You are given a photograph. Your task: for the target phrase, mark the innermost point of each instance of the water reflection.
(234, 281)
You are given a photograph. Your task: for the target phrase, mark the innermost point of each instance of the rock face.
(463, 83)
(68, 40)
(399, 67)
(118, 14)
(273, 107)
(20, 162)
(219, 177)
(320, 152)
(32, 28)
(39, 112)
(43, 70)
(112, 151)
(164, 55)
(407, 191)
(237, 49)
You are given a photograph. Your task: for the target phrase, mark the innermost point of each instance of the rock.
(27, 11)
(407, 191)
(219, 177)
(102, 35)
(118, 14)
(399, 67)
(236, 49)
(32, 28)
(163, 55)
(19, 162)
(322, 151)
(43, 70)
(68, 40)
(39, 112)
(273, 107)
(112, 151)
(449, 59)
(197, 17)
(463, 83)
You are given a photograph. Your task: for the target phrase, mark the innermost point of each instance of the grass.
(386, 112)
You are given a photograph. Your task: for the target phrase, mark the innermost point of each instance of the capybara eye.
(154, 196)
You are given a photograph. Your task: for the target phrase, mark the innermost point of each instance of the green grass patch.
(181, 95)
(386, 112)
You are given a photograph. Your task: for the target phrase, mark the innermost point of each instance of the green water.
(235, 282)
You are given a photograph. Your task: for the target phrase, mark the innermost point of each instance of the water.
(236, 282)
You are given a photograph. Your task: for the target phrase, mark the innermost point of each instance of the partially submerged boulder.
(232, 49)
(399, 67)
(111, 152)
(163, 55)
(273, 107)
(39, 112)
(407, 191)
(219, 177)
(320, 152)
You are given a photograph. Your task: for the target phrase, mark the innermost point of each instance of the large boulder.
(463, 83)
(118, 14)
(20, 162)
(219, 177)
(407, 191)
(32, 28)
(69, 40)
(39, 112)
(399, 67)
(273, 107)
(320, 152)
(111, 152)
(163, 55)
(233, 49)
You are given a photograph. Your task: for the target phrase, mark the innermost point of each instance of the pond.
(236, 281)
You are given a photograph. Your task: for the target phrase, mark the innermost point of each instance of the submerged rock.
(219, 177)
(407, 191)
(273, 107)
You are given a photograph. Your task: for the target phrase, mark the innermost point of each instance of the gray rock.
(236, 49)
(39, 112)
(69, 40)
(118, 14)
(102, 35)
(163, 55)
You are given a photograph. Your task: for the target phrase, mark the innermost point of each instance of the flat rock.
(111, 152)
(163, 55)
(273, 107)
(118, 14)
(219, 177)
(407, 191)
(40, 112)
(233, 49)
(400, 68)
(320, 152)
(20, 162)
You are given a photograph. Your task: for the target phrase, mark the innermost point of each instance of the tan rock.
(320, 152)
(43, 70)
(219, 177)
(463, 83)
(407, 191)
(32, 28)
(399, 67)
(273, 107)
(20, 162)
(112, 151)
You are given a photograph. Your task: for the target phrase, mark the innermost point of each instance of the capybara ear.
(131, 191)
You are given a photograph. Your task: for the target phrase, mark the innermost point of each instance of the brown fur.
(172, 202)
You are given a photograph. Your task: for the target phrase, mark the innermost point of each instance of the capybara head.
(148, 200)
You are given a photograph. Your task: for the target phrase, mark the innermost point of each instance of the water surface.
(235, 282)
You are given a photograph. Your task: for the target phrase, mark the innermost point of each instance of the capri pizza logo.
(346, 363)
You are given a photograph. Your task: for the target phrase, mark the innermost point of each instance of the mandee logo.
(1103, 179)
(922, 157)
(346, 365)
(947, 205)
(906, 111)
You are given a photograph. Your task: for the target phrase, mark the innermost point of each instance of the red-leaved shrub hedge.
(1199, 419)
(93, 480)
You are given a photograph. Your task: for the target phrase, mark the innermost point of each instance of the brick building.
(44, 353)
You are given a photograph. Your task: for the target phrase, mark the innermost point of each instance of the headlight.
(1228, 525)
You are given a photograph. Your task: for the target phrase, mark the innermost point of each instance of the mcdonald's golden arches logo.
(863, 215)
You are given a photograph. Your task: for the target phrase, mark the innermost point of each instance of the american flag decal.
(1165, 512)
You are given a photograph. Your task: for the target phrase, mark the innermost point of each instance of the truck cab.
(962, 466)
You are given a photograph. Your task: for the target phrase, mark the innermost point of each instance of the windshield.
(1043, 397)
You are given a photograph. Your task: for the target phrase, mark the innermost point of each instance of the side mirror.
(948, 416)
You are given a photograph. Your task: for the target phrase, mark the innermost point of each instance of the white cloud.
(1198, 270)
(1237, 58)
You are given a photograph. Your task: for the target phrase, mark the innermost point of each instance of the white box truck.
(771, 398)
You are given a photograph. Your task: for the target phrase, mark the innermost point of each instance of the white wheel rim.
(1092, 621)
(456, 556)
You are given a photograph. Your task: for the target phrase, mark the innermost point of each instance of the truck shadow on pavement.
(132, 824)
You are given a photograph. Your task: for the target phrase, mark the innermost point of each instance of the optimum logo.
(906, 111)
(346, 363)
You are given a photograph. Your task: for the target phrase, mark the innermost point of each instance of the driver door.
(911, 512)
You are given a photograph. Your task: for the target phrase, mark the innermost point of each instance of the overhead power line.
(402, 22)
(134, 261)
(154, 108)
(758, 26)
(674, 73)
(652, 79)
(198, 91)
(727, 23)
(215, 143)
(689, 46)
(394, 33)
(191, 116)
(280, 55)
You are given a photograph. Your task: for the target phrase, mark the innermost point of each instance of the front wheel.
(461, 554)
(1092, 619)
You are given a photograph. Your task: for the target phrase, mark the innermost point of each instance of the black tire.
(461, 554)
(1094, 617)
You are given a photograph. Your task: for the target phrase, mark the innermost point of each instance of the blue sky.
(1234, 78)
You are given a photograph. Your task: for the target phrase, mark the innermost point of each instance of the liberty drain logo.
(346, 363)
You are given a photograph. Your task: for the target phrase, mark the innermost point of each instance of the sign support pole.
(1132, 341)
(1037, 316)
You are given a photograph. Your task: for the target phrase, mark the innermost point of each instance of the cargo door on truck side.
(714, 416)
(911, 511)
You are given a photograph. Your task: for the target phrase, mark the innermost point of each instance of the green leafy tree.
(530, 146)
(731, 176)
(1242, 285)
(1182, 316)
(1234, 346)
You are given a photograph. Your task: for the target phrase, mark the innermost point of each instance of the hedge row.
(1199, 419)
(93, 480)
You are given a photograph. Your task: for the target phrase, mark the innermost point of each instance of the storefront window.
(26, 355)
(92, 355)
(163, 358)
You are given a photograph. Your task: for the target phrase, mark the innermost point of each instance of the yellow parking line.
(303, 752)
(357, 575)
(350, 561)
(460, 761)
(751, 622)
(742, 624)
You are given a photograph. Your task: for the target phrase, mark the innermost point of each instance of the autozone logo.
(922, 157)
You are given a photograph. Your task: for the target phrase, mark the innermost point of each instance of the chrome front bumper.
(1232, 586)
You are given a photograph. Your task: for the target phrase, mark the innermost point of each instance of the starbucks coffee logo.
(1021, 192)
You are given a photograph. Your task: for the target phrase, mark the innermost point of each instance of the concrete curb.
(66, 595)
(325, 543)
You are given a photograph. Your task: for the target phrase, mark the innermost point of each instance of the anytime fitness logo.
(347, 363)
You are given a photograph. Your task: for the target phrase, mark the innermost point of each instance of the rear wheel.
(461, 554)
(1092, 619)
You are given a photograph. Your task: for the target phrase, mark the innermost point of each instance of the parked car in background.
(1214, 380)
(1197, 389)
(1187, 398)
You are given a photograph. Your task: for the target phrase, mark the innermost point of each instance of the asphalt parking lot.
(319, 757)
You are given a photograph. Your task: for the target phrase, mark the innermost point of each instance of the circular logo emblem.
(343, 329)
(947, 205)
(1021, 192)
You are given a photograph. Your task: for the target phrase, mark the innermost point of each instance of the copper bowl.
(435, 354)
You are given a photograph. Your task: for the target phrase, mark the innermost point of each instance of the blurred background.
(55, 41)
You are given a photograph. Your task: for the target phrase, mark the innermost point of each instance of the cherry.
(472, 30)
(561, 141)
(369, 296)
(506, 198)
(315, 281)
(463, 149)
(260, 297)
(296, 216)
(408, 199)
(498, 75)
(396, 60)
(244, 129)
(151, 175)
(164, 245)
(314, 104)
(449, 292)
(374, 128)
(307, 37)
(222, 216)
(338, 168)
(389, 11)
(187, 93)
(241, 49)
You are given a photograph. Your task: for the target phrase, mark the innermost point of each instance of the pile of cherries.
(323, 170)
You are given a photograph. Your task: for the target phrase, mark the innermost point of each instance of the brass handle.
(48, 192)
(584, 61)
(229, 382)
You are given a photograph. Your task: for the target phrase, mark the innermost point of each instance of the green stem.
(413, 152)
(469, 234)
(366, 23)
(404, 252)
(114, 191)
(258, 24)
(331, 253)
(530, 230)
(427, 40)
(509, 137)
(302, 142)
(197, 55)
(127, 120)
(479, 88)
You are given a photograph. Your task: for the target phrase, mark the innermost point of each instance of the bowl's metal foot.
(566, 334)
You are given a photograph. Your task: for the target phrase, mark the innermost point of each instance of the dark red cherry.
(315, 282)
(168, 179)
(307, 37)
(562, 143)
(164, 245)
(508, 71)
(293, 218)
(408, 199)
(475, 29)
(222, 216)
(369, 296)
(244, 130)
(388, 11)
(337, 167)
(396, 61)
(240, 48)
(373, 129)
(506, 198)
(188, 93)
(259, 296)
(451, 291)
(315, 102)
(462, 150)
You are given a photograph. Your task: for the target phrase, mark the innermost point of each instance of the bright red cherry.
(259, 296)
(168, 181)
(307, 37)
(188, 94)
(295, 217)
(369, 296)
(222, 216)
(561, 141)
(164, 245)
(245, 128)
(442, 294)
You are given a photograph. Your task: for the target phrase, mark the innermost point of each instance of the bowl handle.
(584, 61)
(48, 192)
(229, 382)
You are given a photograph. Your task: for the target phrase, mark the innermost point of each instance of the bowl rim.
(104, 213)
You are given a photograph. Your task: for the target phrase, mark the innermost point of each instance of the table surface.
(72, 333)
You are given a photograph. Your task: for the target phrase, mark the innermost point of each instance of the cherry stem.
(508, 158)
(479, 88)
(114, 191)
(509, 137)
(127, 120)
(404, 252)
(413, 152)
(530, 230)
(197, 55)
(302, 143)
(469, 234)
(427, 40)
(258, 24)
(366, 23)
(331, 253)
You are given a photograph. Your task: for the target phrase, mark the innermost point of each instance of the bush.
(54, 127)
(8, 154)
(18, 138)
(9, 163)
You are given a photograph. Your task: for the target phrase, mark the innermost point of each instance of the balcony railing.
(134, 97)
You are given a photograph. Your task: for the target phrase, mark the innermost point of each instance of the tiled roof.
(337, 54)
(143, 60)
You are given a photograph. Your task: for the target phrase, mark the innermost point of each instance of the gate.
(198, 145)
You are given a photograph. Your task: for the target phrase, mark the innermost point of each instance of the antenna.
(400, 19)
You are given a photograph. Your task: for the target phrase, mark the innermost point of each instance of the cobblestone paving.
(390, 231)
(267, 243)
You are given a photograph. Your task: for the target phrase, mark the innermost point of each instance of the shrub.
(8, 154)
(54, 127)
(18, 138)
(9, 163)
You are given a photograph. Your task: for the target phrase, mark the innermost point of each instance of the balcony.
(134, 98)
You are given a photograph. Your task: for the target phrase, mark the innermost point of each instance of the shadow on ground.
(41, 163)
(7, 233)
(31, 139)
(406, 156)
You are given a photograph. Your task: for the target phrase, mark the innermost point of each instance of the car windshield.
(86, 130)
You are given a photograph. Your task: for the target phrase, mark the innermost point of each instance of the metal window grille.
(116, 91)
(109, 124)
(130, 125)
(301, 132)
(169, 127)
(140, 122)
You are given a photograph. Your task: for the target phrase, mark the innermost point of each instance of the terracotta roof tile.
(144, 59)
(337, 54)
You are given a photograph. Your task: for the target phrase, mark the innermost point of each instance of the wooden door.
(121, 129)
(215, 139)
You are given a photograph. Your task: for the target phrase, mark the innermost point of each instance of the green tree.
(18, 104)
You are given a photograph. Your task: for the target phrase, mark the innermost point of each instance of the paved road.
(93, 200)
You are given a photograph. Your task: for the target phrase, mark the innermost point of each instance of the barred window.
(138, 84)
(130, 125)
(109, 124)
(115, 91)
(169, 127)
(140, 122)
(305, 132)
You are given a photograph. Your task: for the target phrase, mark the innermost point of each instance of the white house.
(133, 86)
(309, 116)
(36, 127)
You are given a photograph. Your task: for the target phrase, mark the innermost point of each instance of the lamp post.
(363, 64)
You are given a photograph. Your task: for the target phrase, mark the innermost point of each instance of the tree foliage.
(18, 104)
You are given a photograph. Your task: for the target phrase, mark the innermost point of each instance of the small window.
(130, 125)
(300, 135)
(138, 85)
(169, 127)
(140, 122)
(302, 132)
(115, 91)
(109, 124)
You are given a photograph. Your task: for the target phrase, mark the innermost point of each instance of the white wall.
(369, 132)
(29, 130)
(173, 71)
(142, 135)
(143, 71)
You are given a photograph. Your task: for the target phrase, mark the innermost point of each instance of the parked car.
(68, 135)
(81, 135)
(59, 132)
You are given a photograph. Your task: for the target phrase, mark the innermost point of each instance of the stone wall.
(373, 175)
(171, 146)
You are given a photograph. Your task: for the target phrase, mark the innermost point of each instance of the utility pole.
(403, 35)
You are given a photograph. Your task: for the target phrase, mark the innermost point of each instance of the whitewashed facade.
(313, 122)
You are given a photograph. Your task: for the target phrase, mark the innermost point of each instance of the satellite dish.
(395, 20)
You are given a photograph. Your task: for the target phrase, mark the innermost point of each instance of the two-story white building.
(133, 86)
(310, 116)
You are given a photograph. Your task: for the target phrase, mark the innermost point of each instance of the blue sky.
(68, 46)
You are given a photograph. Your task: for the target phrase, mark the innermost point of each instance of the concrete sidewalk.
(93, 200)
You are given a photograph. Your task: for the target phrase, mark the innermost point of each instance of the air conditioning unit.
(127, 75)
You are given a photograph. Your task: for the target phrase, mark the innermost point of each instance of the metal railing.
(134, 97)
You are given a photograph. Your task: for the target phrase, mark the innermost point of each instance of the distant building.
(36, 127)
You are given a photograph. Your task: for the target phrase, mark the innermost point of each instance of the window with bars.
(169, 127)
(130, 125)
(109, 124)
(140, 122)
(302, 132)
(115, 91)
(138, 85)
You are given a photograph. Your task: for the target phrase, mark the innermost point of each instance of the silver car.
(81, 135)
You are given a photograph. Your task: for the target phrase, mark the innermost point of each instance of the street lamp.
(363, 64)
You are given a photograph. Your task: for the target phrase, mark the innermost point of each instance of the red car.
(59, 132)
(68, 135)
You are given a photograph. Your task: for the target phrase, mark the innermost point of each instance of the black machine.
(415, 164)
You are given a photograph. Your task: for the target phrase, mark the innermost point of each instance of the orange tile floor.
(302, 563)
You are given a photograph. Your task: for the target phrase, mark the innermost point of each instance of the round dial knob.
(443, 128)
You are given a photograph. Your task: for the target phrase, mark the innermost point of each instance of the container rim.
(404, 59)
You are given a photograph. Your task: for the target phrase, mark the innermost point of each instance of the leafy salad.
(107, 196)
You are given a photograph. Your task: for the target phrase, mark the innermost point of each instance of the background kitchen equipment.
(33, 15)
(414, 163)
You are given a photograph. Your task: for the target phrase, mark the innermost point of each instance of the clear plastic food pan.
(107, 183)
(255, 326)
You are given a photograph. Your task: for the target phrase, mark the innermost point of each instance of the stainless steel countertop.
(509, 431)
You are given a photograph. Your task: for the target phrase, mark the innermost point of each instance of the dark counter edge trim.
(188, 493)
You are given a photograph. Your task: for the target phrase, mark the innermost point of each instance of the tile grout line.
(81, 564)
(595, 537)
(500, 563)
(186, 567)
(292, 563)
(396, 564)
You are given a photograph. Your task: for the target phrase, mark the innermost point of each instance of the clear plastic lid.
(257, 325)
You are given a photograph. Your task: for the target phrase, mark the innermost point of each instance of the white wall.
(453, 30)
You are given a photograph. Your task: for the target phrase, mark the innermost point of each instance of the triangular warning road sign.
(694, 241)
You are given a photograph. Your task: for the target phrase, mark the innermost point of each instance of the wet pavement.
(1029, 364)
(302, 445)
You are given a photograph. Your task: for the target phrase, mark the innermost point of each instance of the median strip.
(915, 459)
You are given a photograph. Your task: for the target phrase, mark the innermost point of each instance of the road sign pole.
..............................
## GOAL
Starting at the line that contains "warning road sign.", print every line through the end of the listing, word for word. Leave out all the rest.

## EXERCISE ANSWER
You are given a photograph. Your task: for the target phrase, mark the innermost point of each instance of the triangular warning road sign.
(694, 241)
You are given a photograph. Your task: for the target phrase, mark the innermost point of each instance of the wet pavement.
(1029, 364)
(302, 445)
You are given a photograph. Your task: for the target phrase, mark the innermost point of each instance of the median strip.
(915, 459)
You are given a photograph. Your task: for the target phrase, mark the innermost point of each instance of the road sign pole.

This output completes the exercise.